**** MATERIAL ****

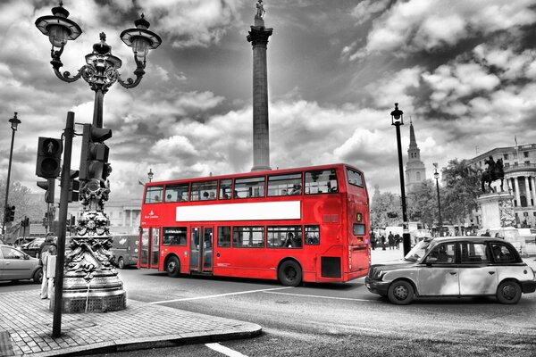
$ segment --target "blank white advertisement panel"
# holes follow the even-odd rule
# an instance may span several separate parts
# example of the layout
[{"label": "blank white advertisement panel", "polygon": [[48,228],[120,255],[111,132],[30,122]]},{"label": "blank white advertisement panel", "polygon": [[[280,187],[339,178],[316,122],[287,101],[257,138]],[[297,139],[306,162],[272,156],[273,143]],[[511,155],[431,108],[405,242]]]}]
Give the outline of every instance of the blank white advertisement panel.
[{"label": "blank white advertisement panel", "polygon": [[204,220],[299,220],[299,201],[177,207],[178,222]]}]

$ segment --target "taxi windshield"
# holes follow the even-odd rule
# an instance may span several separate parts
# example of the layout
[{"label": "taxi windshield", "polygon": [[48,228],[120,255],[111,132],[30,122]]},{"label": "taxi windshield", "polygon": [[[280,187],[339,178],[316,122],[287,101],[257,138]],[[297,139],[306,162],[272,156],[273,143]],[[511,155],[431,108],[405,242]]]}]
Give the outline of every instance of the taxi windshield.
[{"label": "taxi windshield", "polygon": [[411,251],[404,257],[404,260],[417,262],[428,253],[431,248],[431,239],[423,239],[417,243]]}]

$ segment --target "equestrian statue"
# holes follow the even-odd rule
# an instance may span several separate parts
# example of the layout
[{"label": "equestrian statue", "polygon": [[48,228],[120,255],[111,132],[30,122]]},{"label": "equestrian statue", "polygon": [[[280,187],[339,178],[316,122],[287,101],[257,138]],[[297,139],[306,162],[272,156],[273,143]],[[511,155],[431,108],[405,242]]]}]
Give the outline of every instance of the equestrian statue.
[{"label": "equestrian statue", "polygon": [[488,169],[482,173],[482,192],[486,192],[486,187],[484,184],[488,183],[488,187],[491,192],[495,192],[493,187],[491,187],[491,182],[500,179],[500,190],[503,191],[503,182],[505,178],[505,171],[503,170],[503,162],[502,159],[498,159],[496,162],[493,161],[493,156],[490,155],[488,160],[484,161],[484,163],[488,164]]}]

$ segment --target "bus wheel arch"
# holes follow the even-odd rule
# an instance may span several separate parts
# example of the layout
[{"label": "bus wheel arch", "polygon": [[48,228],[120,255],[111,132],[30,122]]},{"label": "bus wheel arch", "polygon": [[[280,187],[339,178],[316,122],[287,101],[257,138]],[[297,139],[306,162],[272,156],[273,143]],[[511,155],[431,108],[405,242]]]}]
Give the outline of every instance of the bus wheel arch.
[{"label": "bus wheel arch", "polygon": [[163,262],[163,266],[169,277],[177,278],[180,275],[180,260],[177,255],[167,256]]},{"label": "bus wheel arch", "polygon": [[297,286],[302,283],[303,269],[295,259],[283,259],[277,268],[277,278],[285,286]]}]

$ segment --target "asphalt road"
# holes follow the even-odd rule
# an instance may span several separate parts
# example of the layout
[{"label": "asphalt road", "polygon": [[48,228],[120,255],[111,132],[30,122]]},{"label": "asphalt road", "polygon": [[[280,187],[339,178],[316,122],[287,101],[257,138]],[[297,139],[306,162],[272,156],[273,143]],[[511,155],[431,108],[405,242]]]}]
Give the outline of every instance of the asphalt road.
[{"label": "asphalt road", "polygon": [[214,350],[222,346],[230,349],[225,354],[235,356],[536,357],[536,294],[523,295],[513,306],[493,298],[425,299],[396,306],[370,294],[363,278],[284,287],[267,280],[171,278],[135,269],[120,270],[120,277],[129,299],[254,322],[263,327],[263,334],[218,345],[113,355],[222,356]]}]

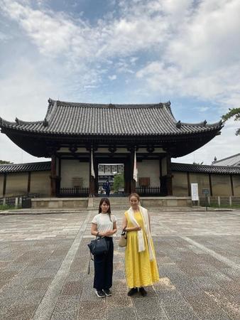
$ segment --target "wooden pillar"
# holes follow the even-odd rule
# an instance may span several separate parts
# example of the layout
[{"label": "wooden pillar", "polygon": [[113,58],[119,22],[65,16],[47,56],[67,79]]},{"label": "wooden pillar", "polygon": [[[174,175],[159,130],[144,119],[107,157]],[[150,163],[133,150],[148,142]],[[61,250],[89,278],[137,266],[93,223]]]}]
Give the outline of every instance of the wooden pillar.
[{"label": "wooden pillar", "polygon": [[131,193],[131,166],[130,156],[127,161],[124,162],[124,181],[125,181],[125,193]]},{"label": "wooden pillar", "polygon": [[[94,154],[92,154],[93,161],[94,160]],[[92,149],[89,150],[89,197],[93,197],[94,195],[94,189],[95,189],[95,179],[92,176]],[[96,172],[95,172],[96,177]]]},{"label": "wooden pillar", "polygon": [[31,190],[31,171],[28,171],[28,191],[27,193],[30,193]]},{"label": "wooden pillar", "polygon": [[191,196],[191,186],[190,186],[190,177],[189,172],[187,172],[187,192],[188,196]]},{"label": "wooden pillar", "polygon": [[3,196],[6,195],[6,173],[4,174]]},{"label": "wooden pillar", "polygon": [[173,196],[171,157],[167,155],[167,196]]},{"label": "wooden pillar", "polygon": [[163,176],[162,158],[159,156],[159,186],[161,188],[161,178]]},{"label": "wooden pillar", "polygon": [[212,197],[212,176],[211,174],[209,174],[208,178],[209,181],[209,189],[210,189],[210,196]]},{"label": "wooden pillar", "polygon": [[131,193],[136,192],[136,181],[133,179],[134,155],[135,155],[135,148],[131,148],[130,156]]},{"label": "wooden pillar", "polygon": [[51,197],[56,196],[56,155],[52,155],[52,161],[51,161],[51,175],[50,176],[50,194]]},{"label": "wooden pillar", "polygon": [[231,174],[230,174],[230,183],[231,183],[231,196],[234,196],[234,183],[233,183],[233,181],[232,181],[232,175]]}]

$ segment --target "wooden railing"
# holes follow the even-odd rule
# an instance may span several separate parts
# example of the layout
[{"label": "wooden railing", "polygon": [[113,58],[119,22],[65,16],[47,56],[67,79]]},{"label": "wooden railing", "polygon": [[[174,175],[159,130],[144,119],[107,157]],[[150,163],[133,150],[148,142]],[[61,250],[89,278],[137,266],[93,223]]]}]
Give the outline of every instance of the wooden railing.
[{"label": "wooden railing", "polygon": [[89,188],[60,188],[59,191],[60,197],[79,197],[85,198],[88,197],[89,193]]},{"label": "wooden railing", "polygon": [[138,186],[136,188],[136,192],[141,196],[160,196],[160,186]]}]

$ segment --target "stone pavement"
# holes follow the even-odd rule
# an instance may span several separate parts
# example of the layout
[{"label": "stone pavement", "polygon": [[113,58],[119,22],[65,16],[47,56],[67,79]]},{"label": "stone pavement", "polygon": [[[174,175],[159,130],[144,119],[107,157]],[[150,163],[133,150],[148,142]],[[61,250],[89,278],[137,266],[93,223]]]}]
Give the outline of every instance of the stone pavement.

****

GOAL OF THE EXERCISE →
Each entry above should be reproduced exactly, with the pictures removed.

SOLVED PROBLEM →
$ segment --target "blank white advertisement panel"
# holes follow the even-odd rule
# an instance may span several separate parts
# example of the layout
[{"label": "blank white advertisement panel", "polygon": [[48,228],[120,255],[111,132],[30,122]]},{"label": "blank white advertisement panel", "polygon": [[[280,187],[339,178],[316,122],[287,101],[257,138]],[[297,139],[306,162],[272,156],[273,143]],[[511,155],[431,108],[405,242]]]}]
Give the outline of every instance of the blank white advertisement panel.
[{"label": "blank white advertisement panel", "polygon": [[204,220],[299,220],[299,201],[177,207],[178,222]]}]

$ segment --target "taxi windshield"
# holes follow the even-odd rule
# an instance may span several separate parts
# example of the layout
[{"label": "taxi windshield", "polygon": [[48,228],[120,255],[111,132],[30,122]]},{"label": "taxi windshield", "polygon": [[[280,187],[339,178],[316,122],[287,101],[257,138]],[[297,139],[306,162],[272,156],[273,143]],[[511,155],[431,108],[405,242]]]}]
Give the outline of every instance of the taxi windshield.
[{"label": "taxi windshield", "polygon": [[411,251],[404,257],[404,260],[417,262],[428,253],[431,248],[431,239],[423,239],[417,243]]}]

$ segment --target "equestrian statue"
# holes follow the even-odd rule
# an instance may span several separate parts
# example of the layout
[{"label": "equestrian statue", "polygon": [[48,228],[120,255],[111,132],[30,122]]},{"label": "equestrian statue", "polygon": [[[280,187],[339,178],[316,122],[287,101],[257,138]],[[297,139],[306,162],[272,156],[273,143]],[[511,155],[431,108],[405,242]]]}]
Give the outline of every instance of the equestrian statue.
[{"label": "equestrian statue", "polygon": [[488,169],[482,173],[482,192],[486,192],[486,187],[484,184],[488,183],[488,187],[491,192],[495,192],[493,187],[491,187],[491,182],[500,179],[500,190],[503,191],[503,182],[505,178],[505,171],[503,170],[503,162],[502,159],[498,159],[496,162],[493,161],[493,156],[490,155],[488,160],[484,161],[484,163],[488,164]]}]

$ segment --target "bus wheel arch"
# holes follow the even-odd rule
# an instance may span several separate parts
# example of the layout
[{"label": "bus wheel arch", "polygon": [[48,228],[120,255],[111,132],[30,122]]},{"label": "bus wheel arch", "polygon": [[[280,187],[339,178],[316,122],[287,101],[257,138]],[[297,139],[306,162],[272,156],[273,143]],[[511,155],[431,108],[405,242]]]}]
Give the outline of every instance of the bus wheel arch.
[{"label": "bus wheel arch", "polygon": [[163,262],[163,266],[169,277],[177,278],[180,275],[180,260],[177,255],[167,256]]},{"label": "bus wheel arch", "polygon": [[297,286],[302,283],[303,269],[295,259],[283,259],[277,268],[277,278],[285,286]]}]

$ segment --target "asphalt road"
# holes follow the even-odd rule
# an instance may span several separate parts
# example of the layout
[{"label": "asphalt road", "polygon": [[48,228],[120,255],[111,132],[30,122]]},{"label": "asphalt road", "polygon": [[[280,187],[339,178],[316,122],[287,101],[257,138]],[[297,139],[306,162],[272,156],[273,143]],[[511,155],[431,108],[405,242]]]}]
Give the outline of every instance of the asphalt road.
[{"label": "asphalt road", "polygon": [[214,350],[222,346],[230,349],[225,354],[235,356],[536,357],[536,294],[523,295],[513,306],[493,298],[425,299],[396,306],[370,294],[363,278],[284,287],[267,280],[171,278],[135,269],[120,270],[120,277],[129,299],[254,322],[263,327],[263,334],[218,345],[113,355],[222,356]]}]

$ segment --target "wooden pillar"
# holes follow the even-odd rule
# an instance may span several separate parts
# example of the layout
[{"label": "wooden pillar", "polygon": [[113,58],[119,22],[65,16],[47,56],[67,79]]},{"label": "wooden pillar", "polygon": [[[174,175],[159,130],[144,119],[107,157]],[[150,163],[133,150],[148,142]],[[61,250],[89,278],[137,266],[93,223]]]}]
Give the outline of every instance of the wooden pillar.
[{"label": "wooden pillar", "polygon": [[131,193],[131,166],[130,156],[127,161],[124,162],[124,181],[125,181],[125,193]]},{"label": "wooden pillar", "polygon": [[[94,154],[92,154],[93,161],[94,160]],[[92,149],[89,150],[89,197],[93,197],[94,195],[94,189],[95,189],[95,179],[92,176]],[[96,172],[95,172],[96,177]]]},{"label": "wooden pillar", "polygon": [[31,190],[31,171],[28,171],[28,191],[27,193],[30,193]]},{"label": "wooden pillar", "polygon": [[191,196],[191,186],[190,186],[190,177],[189,172],[187,172],[187,192],[188,196]]},{"label": "wooden pillar", "polygon": [[3,196],[6,195],[6,173],[4,174]]},{"label": "wooden pillar", "polygon": [[173,196],[171,157],[167,155],[167,196]]},{"label": "wooden pillar", "polygon": [[163,176],[162,158],[159,156],[159,186],[161,188],[161,178]]},{"label": "wooden pillar", "polygon": [[212,197],[212,176],[211,174],[209,174],[208,178],[209,181],[209,189],[210,189],[210,196]]},{"label": "wooden pillar", "polygon": [[131,193],[136,192],[136,181],[133,179],[134,155],[135,155],[135,148],[131,148],[130,156]]},{"label": "wooden pillar", "polygon": [[51,197],[56,196],[56,155],[52,155],[52,161],[51,161],[51,175],[50,176],[50,194]]},{"label": "wooden pillar", "polygon": [[231,174],[230,174],[230,183],[231,183],[231,196],[234,196],[234,183],[233,183],[233,181],[232,181],[232,175]]}]

$ segment --target "wooden railing"
# holes follow the even-odd rule
# an instance may span several separate parts
# example of the layout
[{"label": "wooden railing", "polygon": [[113,58],[119,22],[65,16],[47,56],[67,79]]},{"label": "wooden railing", "polygon": [[[174,175],[159,130],[144,119],[107,157]],[[150,163],[133,150],[148,142]],[[61,250],[89,278],[137,266],[93,223]]]}]
Give the outline of every instance of the wooden railing.
[{"label": "wooden railing", "polygon": [[89,188],[60,188],[59,191],[60,197],[79,197],[85,198],[88,197],[89,193]]},{"label": "wooden railing", "polygon": [[138,186],[136,188],[136,192],[141,196],[160,196],[160,186]]}]

$ segment --target "stone pavement"
# holes follow the even-odd rule
# an instance may span several separate parts
# example of the layout
[{"label": "stone pavement", "polygon": [[113,58],[119,22],[65,16],[47,56],[67,79]]},{"label": "stone pavement", "polygon": [[[174,175],[159,130],[144,119],[107,157]],[[150,163],[133,150],[148,142]],[[61,250],[89,278],[137,266],[93,223]]]}]
Give the outline of every instance of the stone pavement.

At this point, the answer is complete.